* **Passage provided**:

A 44-year-old law finally grew up
For most of its life, Israel's Protection of Privacy Law, 5741-1981 was a paper tiger. The statute created a Registrar of Databases and criminalized egregious snooping, but its regulator — the Privacy Protection Authority (PPA) — had few tools to punish the routine mishandling of data that defines a digital economy. That changed on 14 August 2025, when Amendment No. 13 entered into force: the most consequential rewrite of Israeli privacy law in over four decades.
The case for the overhaul is strong, and worth stating plainly. A 1981 framework cannot govern a 2026 data economy. Israel sits on a uniquely valuable trove of personal data — health records, biometric and security databases — and hosts one of the world's densest concentrations of AI and cybersecurity firms, yet its regulator could not impose meaningful penalties for misuse. Aligning more closely with the EU's GDPR also helps protect Israel's adequacy status, which lets Israeli firms move European data without friction. When the harm is real, citizens deserve a regulator that can act.
What Amendment 13 actually changed
The amendment did four things at once. It broadened the definition of sensitive data — the translated statute now lists roughly a dozen categories of "data of special sensitivity," from genetic information to intimate family life. It made data protection officers mandatory for public bodies, data brokers, and organizations engaged in large-scale or systematic processing. It tightened rules on data brokers while streamlining database-registration paperwork for ordinary businesses. And, most importantly, it rearmed the regulator.

* **Source data**:
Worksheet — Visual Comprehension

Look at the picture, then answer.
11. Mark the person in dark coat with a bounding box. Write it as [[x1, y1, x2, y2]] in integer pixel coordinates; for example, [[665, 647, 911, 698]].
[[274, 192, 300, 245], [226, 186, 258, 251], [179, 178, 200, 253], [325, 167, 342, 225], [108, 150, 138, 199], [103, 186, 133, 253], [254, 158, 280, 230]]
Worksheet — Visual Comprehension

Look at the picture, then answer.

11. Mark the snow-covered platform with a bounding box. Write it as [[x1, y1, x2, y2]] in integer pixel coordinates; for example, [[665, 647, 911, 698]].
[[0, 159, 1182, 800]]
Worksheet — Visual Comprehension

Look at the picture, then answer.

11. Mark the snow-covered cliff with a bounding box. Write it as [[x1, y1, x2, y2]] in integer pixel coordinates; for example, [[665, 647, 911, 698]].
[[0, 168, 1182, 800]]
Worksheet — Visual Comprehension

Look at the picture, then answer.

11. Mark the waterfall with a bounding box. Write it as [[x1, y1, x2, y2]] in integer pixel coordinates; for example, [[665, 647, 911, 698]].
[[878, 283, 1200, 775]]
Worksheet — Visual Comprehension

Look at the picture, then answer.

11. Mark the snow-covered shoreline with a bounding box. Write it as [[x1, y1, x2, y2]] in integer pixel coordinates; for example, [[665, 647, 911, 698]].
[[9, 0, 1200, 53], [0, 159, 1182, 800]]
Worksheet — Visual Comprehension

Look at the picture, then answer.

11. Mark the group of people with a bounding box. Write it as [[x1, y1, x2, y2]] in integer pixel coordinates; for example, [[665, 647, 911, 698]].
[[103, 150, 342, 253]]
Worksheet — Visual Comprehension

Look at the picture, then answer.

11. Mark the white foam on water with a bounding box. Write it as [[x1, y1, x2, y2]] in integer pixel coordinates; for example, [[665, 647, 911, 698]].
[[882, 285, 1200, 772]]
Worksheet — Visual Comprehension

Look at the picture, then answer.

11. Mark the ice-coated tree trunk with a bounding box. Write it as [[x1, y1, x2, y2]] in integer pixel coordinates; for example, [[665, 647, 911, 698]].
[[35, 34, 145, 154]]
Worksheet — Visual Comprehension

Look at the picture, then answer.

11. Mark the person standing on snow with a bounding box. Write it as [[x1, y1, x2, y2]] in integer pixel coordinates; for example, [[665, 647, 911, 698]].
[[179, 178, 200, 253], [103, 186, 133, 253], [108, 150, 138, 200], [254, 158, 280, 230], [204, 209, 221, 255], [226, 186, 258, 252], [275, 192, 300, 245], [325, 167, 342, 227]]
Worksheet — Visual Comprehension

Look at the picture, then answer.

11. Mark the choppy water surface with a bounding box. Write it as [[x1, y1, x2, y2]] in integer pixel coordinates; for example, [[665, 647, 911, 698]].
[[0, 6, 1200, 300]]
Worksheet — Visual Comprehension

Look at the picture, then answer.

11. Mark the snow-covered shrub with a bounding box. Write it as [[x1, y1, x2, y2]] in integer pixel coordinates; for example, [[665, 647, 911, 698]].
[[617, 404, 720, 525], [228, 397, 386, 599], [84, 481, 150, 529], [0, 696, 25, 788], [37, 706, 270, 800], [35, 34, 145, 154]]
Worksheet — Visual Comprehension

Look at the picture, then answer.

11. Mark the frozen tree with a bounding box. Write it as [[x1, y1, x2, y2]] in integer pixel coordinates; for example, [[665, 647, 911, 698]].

* **Task requirements**:
a: From the article on Israel's privacy law amendment, echo the passage from "What Amendment 13" up to and including "rearmed the regulator.".
b: According to the article on Israel's privacy law amendment, what kinds of bodies or organizations must now have data protection officers? List each one.

* **Results for each task**:
a:
What Amendment 13 actually changed
The amendment did four things at once. It broadened the definition of sensitive data — the translated statute now lists roughly a dozen categories of "data of special sensitivity," from genetic information to intimate family life. It made data protection officers mandatory for public bodies, data brokers, and organizations engaged in large-scale or systematic processing. It tightened rules on data brokers while streamlining database-registration paperwork for ordinary businesses. And, most importantly, it rearmed the regulator.

b:
- Public bodies
- Data brokers
- Organizations engaged in large-scale or systematic processing